__EXCERPTED TEXT__.
....

AMNOW 3D Printed Hardware Being Flight-Tested by Army

The National Center for Defense Manufacturing and Machining (NCDMM) runs the multi-phased AMNOW Program, which is funded by the U.S. Army CCDC Aviation & Missile Center and is working to create a path for adopting additive manufacturing by inserting the technology into the supply chain to increase readiness. In addition to NCDMM, the program team is made up of The Barnes Global Advisors, Youngstown Business Incubator, Catalyst Connection, LECS Energy, Quotient, Advanced Engineering Solutions, GCA Coach, and the University of Alabama-Huntsville. It’s now been announced that two 3D printed cargo links, manufactured under the program, have been installed on two operational MH-47G aircraft at Fort Campbell, KY in support of an extended flight test program.

The cargo links, which were 3D printed from a high-strength aluminum alloy 7A77, represent the first metallic 3D printed aircraft parts developed by the Army to actually fly on Army aircraft. Team members AMNOW and the United States Army Combat Capabilities Development Command (DEVCOM) Aviation & Missile Center (AvMC) got plenty of help with these components from important team suppliers, including HRL of Malibu, California, which treated and supplied the 7A77 powder, and Knoxville, Tennessee’s Beehive Industries, which actually 3D printed the cargo links. Penn United Technologies in Cabot, Pennsylvania offered machining and finishing services, while Product Evaluation Systems in Latrobe, Pennsylvania took care of material testing. Finally, radiographic inspection was completed by Pinnacle Industrial X-ray Laboratory in Suwanee, Georgia.

....

__DATA FOR THIS EXERCISE__.
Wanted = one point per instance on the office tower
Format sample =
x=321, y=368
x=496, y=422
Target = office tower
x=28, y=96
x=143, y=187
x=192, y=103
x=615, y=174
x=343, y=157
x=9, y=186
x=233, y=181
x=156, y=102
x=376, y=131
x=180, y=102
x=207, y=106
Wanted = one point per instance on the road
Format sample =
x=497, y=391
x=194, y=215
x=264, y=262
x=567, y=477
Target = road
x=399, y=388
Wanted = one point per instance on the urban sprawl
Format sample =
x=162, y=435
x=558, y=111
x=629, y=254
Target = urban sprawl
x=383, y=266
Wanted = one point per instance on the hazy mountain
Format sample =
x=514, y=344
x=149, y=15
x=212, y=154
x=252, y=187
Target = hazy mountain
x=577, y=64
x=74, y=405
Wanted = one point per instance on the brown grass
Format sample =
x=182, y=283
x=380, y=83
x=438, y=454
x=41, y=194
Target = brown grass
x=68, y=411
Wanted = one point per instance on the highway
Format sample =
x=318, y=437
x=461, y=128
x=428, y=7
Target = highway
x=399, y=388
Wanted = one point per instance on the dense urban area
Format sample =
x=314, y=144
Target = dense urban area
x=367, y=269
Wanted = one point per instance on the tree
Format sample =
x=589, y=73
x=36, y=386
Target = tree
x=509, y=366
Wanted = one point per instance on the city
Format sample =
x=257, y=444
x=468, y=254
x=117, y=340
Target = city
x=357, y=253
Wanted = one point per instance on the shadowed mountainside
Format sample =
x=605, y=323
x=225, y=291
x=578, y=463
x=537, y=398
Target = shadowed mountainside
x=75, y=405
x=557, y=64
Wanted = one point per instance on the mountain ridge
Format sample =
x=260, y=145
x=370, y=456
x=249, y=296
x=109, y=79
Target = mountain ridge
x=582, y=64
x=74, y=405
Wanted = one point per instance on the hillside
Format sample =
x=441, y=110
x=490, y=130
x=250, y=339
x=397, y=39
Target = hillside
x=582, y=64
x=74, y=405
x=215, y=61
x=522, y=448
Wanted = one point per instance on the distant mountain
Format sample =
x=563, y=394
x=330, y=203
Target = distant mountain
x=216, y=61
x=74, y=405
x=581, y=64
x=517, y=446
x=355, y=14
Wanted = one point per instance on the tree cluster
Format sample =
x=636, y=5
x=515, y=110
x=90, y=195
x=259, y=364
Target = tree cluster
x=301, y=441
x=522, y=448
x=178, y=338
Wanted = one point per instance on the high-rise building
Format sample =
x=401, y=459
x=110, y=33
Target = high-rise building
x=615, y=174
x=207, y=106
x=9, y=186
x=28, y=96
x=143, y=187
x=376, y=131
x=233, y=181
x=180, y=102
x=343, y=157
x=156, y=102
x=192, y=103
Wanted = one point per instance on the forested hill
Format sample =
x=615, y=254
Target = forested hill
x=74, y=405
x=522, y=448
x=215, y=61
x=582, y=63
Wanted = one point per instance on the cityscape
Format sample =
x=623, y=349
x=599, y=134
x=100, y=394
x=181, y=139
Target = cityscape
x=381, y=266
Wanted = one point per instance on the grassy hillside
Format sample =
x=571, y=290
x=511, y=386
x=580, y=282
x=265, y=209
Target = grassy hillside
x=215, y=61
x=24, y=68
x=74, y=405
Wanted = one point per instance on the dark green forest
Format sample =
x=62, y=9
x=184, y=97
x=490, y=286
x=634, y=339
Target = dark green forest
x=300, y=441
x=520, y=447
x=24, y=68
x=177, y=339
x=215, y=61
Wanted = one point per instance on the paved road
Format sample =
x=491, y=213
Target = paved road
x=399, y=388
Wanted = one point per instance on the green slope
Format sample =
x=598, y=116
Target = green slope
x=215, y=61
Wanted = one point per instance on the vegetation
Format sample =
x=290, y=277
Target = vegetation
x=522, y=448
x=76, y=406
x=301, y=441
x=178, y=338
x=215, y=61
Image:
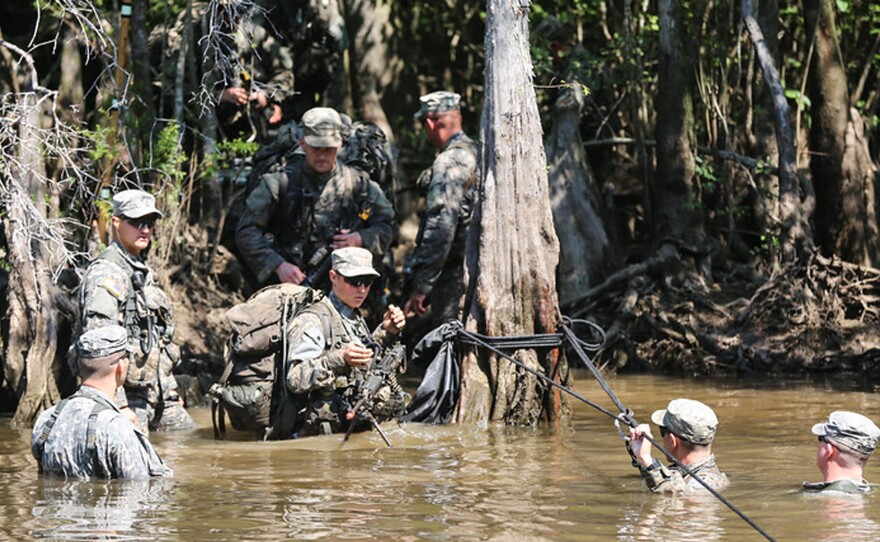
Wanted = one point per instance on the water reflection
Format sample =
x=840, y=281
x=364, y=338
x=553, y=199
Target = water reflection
x=101, y=510
x=463, y=482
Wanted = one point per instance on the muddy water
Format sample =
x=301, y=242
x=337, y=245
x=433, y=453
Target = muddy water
x=465, y=483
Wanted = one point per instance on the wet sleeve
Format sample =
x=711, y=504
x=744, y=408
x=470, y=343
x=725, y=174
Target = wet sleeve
x=102, y=297
x=379, y=228
x=663, y=480
x=311, y=367
x=250, y=235
x=439, y=223
x=124, y=455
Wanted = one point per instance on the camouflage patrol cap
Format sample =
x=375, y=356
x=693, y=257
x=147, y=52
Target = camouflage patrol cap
x=353, y=262
x=437, y=102
x=689, y=419
x=850, y=430
x=322, y=127
x=135, y=204
x=102, y=342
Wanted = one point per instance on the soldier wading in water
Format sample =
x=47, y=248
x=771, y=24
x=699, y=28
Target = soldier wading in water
x=119, y=288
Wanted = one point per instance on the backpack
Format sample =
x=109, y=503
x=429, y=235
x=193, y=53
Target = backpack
x=255, y=353
x=365, y=148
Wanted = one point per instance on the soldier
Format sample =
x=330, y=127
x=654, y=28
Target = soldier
x=436, y=266
x=252, y=66
x=119, y=288
x=86, y=435
x=846, y=442
x=688, y=430
x=309, y=205
x=330, y=342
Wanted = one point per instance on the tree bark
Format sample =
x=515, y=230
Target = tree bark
x=843, y=175
x=796, y=236
x=512, y=247
x=367, y=23
x=584, y=244
x=675, y=200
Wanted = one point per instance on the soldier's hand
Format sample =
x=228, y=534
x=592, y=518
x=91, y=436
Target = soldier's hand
x=415, y=305
x=131, y=415
x=641, y=446
x=347, y=238
x=260, y=98
x=357, y=355
x=234, y=95
x=287, y=272
x=277, y=114
x=394, y=320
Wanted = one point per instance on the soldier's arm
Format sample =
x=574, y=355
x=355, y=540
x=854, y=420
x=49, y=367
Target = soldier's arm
x=102, y=296
x=442, y=212
x=661, y=479
x=379, y=230
x=311, y=367
x=250, y=235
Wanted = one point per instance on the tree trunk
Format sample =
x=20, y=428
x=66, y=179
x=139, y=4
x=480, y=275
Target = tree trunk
x=584, y=245
x=512, y=247
x=32, y=342
x=367, y=23
x=675, y=200
x=846, y=218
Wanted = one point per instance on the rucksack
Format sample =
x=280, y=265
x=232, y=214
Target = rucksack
x=251, y=390
x=365, y=148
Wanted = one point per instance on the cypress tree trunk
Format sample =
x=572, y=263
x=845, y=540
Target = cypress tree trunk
x=843, y=175
x=512, y=250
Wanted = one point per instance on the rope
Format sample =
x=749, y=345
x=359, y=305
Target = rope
x=580, y=347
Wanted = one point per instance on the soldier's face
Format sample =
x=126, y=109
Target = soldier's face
x=439, y=127
x=320, y=159
x=353, y=295
x=134, y=234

....

__STATED EXERCISE A__. The text on Army flight testing of 3D printed parts names several suppliers that helped with the cargo links. List each supplier along with the task it handled.
__STATED EXERCISE B__. Pull out each line in the rows that contains the word "distant".

__EXERCISE ANSWER A__.
- HRL of Malibu, California: treated and supplied the 7A77 powder
- Beehive Industries of Knoxville, Tennessee: 3D printed the cargo links
- Penn United Technologies in Cabot, Pennsylvania: machining and finishing services
- Product Evaluation Systems in Latrobe, Pennsylvania: material testing
- Pinnacle Industrial X-ray Laboratory in Suwanee, Georgia: radiographic inspection

__EXERCISE ANSWER B__.
Wanted = one point per instance on the distant mountain
Target = distant mountain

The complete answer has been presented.